§ THINGS TO DO
1. Rewrite the paragraph of the Brummell passage that begins "At Belvoir he was" in a much shorter form, keeping its main facts.
2. In the Brummell passage, in what year did the Duke of Rutland come of age?
3. Pick up the Brummell passage at the point where it stops and continue it.

§ SOURCE EXTRACT
■ ■ ■ ■ ■ ■ ■

At Belvoir he was l’ami de la famille, and at Cheveley, another seat of the Duke of Rutland’s, his rooms were as sacred as the Duke of York’s, who was a frequent visitor there. On the Duke of Rutland’s coming of age, in 1799, great rejoicings took place at Belvoir, and Brummell was one of the distinguished party there, among whom were the Prince of Wales, the late Duke of Argyll, the Marquis of Lorn, and the other chief fashionable people of the day. This fête was memorable, for it was said to have cost L.60,000. Brummell was not altogether effeminate; he could both shoot and ride, but he liked neither: he was never a Melton man. He said that he could not bear to have his tops and leathers splashed by the greasy galloping farmers. The Duke of Rutland raised a corps of volunteers on the renewal of the war in 1803; and as Brummell had been a soldier the duke gave him a majority. In the course of the general inspections of the volunteer corps, an officer was sent from the Horse Guards to review the duke’s regiment, the major being in command. On the day of the inspection every one was on parade except the major-commandant. Where is Major Brummell, was the indignant enquiry? He was not to be found. The inspection went on. When it was near its close, Brummell was soon coming full gallop across the country in the uniform of the Belvoir Hunt, terribly splashed. He apologized for himself by saying, that having left Belvoir quite early, he had expected to be on the parade in time, the meet being close at hand. However, his favourite hunter had landed him in a ditch, where, having been dreadfully shaken by the fall, he had been lying for an hour. But the general was inexorable, and Brummell used to give the worthy officer’s speech in the following style—“Sir, this conduct is wholly inexcusable. If I remember right, sir, you once had the honour of holding a captain’s commission under his royal highness the Prince of Wales, the heir-apparent himself, sir! Now, sir, I tell you; I tell you sir, that I should be wanting in a proper zeal for the honour of the service; I should be wanting, sir, if I did not this very evening report this disgraceful neglect of orders to the commander-in-chief, as well as the state in which you present yourself in front of your regiment; and this shall be done, sir. You may retire, sir.”

■ ■ ■ ■ ■ ■ ■

§ SUPPLIED DATA
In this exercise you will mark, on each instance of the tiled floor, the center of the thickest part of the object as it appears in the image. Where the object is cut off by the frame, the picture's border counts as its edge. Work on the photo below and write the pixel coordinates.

■ ■ ■ ■ ■ ■ ■

§ ANSWER LIST
1. Brummell was a close friend of the Duke of Rutland's family at Belvoir and Cheveley. In 1799 he joined the Prince of Wales and other leading figures at the Belvoir celebrations for the duke's coming of age, a fête said to have cost L.60,000. He could shoot and ride but liked neither, and he disliked being splashed by galloping farmers. In 1803 the duke raised a volunteer corps and made Brummell a major. On the day a Horse Guards officer came to inspect the regiment, Brummell was missing until the inspection was nearly over. He then galloped up in muddy Belvoir Hunt uniform and said his hunter had thrown him into a ditch. The general refused to excuse him and promised to report him to the commander-in-chief that evening.

2. 1799.

3.
All this was very solemn and astounding; but Brummell’s presence of mind was not often astounded. He had scarcely walked his horse a few paces from the spot, when he returned, and said in a subdued tone—“Excuse me, general; but, in my anxiety to explain this most unfortunate business, I forgot to deliver a message from the Duke of Rutland. It was to request the honour of your company at dinner.” The culprit and the disciplinarian grinned together; the general coughed, and cleared his throat sufficiently to express his thanks in these words—“Ah! why, really I feel and am very much obliged to his grace. Pray, Major Brummell, tell the duke I shall be most happy;” and melodiously   raising his voice, (for the Beau had turned his horse once more towards Belvoir,) “Major Brummell, as to this little affair, I am sure no man can regret it more than you do. Assure his grace that I shall have great pleasure in accepting his very kind invitation;” and they parted amid a shower of smiles. But Brummell had yet but half completed his performance; for the invitation was extempore, and he must gallop to Belvoir to acquaint the duke of the guest he was to receive on that day.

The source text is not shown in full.